What you will do: Write out again, exactly as they appear in the rows below, the lines starting with the one containing "3. Where in the image above is the gray feathered" and going on through the one containing "[112, 112, 122, 121]", both included.

>> start

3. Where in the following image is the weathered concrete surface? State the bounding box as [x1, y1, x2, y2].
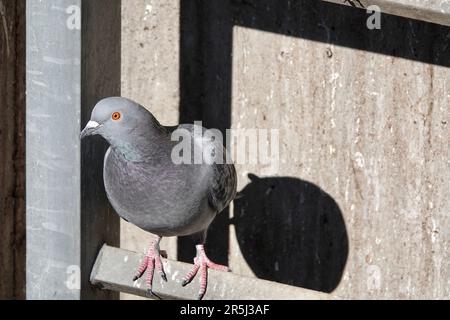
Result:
[324, 0, 450, 26]
[0, 0, 25, 299]
[123, 0, 450, 299]
[91, 246, 332, 300]
[121, 0, 179, 299]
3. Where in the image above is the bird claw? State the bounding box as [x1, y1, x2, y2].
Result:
[133, 240, 167, 296]
[147, 289, 162, 300]
[181, 246, 229, 300]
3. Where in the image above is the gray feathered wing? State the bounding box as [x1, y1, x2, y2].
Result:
[165, 124, 237, 213]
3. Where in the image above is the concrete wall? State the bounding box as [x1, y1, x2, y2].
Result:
[122, 0, 450, 299]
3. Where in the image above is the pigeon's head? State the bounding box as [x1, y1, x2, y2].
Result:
[80, 97, 162, 158]
[80, 97, 157, 140]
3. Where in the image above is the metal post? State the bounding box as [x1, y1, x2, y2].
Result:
[26, 0, 121, 299]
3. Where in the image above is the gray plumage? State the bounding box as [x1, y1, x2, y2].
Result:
[82, 97, 236, 237]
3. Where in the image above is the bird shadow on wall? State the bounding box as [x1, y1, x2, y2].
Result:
[231, 175, 349, 292]
[178, 0, 450, 292]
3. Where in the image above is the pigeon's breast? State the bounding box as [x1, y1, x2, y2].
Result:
[104, 149, 215, 236]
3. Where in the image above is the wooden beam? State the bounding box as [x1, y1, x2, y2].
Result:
[91, 245, 337, 300]
[0, 0, 25, 299]
[26, 0, 121, 299]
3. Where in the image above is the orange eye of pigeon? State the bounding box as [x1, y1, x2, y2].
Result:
[112, 112, 122, 121]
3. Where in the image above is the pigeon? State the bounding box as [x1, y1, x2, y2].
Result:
[80, 97, 237, 300]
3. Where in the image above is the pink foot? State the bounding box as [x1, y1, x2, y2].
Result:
[133, 237, 167, 299]
[181, 245, 229, 300]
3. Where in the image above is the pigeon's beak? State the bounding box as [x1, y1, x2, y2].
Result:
[80, 121, 100, 139]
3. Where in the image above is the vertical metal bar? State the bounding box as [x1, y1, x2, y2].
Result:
[26, 0, 120, 299]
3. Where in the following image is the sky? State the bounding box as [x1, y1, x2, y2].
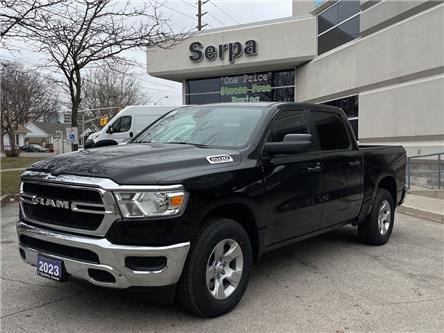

>> end

Written answer:
3. Where in the image above is the gray feathered wing? State the bounding box as [x1, y1, x2, y2].
Result:
[165, 124, 237, 213]
3. Where in the image above is the concrete wall? State the bounding box as [x1, y1, x2, y2].
Result:
[122, 0, 450, 299]
3. Where in the image above is the pigeon's head? State the bounding box as [x1, y1, x2, y2].
Result:
[80, 97, 162, 158]
[80, 97, 157, 140]
3. Where in the image above is the metal post? State the bounding box as [x1, y1, x2, y2].
Result:
[26, 0, 121, 299]
3. Where in the image above is the gray plumage? State the bounding box as [x1, y1, x2, y2].
Result:
[82, 97, 236, 237]
3. Where in the image above is the bird shadow on wall? State the bounding box as [x1, y1, x2, y2].
Result:
[231, 175, 349, 292]
[178, 0, 450, 292]
3. Where in the image above is the pigeon's breast? State the bounding box as [x1, y1, x2, y2].
Result:
[104, 149, 215, 236]
3. Where in the image above is the wooden beam? State the bounding box as [x1, y1, x2, y2].
Result:
[91, 245, 337, 300]
[0, 0, 25, 299]
[26, 0, 121, 299]
3. Where in the image above is the orange eye of pigeon? State the bounding box as [x1, y1, x2, y2].
Result:
[112, 112, 122, 121]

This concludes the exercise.